[Exercise directions]
Reproduce verbatim the lines of the records starting at the line containing "of the casque" and ending at the line containing "column 174, row 323", with both of those lines included.

[Materials provided]

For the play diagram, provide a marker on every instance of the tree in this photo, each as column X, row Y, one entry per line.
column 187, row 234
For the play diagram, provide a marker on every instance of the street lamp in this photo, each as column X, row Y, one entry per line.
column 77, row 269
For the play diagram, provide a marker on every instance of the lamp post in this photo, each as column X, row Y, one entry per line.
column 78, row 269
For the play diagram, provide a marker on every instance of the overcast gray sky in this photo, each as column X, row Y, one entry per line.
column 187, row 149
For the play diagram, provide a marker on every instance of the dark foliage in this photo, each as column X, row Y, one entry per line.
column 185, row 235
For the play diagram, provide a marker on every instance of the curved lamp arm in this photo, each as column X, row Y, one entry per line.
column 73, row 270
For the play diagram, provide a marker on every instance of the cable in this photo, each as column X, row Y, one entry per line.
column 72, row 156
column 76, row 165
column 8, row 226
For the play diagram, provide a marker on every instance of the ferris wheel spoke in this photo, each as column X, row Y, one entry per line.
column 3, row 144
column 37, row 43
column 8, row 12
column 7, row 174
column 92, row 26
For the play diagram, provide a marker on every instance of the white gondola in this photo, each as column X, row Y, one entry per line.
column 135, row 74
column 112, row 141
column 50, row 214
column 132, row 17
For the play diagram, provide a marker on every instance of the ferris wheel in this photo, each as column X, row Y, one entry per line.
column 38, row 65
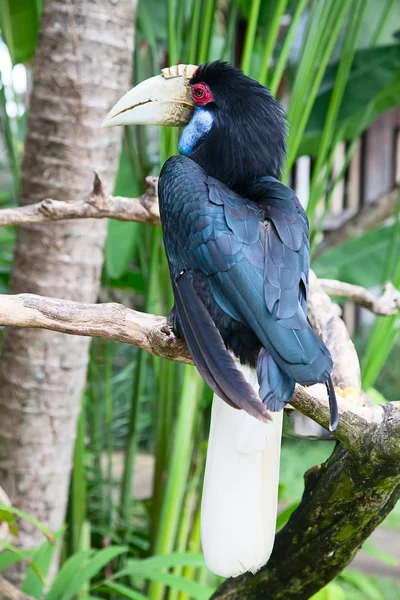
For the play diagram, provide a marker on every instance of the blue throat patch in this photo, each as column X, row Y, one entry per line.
column 198, row 127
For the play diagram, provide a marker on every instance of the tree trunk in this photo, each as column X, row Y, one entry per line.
column 83, row 65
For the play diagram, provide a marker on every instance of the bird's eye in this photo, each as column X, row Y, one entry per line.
column 201, row 94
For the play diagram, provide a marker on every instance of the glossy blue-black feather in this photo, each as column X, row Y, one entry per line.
column 252, row 261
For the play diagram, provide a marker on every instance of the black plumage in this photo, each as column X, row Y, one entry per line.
column 238, row 250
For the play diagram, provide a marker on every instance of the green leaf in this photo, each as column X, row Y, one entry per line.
column 5, row 511
column 374, row 77
column 68, row 570
column 332, row 591
column 191, row 588
column 360, row 260
column 141, row 567
column 32, row 584
column 360, row 581
column 10, row 557
column 19, row 23
column 76, row 574
column 122, row 590
column 21, row 555
column 376, row 398
column 385, row 557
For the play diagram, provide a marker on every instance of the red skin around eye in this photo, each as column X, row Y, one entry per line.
column 202, row 94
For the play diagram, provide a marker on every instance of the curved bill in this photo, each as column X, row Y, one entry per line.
column 162, row 100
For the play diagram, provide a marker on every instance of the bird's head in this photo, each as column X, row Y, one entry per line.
column 235, row 129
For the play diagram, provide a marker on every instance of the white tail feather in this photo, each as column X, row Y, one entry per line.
column 240, row 493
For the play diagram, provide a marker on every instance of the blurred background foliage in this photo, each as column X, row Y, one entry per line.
column 133, row 519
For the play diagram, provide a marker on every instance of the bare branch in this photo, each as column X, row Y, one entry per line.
column 108, row 321
column 387, row 304
column 154, row 334
column 325, row 317
column 9, row 592
column 368, row 217
column 98, row 205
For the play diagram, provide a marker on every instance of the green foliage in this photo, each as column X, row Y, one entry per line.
column 337, row 68
column 374, row 79
column 360, row 260
column 19, row 22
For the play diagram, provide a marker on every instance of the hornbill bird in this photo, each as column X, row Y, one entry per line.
column 237, row 244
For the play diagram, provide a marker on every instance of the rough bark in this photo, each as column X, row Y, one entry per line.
column 82, row 66
column 98, row 204
column 342, row 504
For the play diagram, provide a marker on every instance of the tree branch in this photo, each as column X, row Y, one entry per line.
column 154, row 334
column 387, row 304
column 368, row 217
column 343, row 503
column 98, row 205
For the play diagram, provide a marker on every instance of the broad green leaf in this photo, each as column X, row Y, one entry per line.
column 21, row 555
column 66, row 573
column 68, row 586
column 360, row 260
column 141, row 567
column 374, row 77
column 19, row 23
column 32, row 584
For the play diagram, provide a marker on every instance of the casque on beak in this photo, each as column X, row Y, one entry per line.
column 162, row 100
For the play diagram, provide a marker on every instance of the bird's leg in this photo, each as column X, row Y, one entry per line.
column 174, row 323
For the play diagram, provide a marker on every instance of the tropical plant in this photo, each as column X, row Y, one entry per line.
column 335, row 66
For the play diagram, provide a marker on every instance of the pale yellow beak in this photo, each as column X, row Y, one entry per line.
column 162, row 100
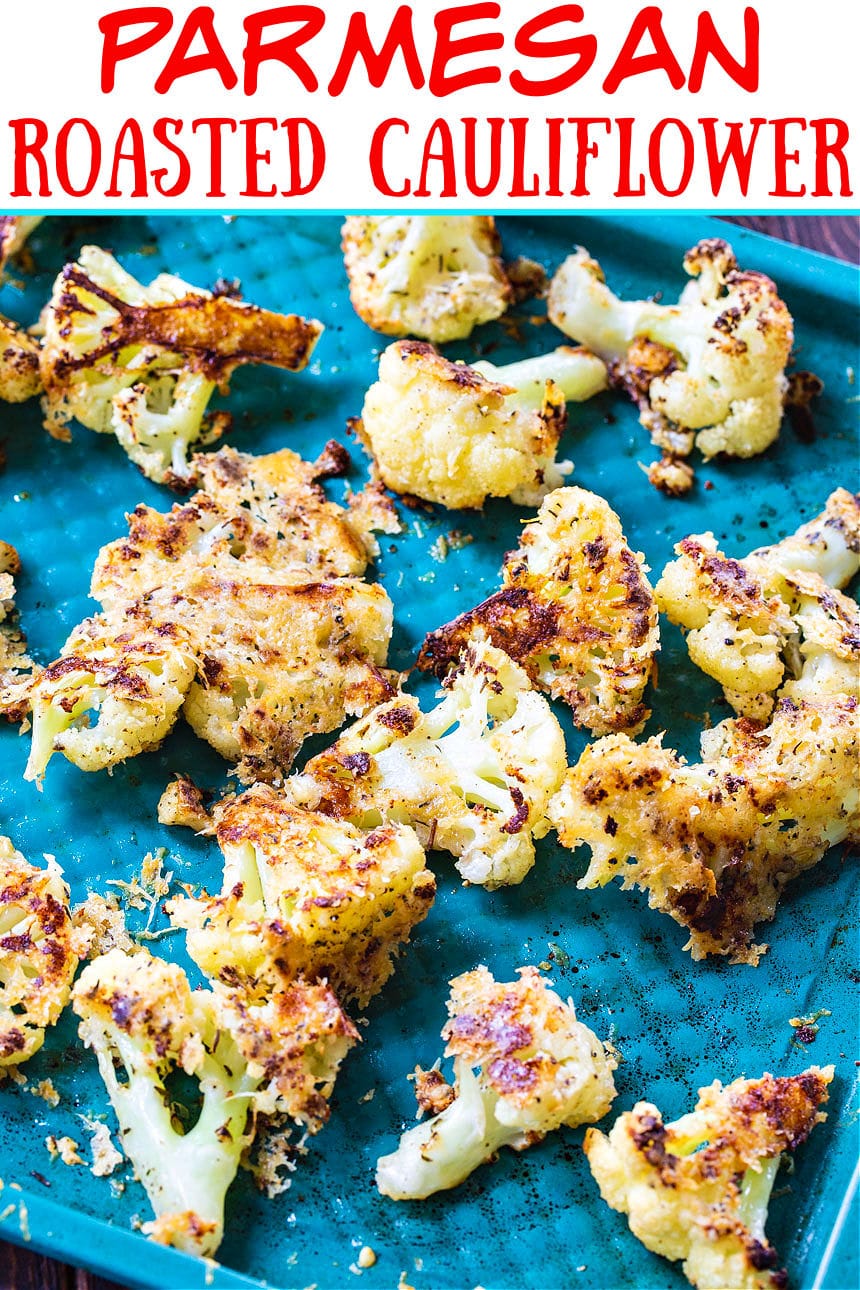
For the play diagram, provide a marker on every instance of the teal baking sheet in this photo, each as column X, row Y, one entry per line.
column 533, row 1219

[Complete response]
For the play diagram, provide a marker on every instance of the casque on beak in this photo, each as column X, row Y, one entry per line.
column 162, row 100
For the play diagram, provide a marker on every instance of the bird's leg in this photo, each as column X, row Y, one entry per line.
column 174, row 323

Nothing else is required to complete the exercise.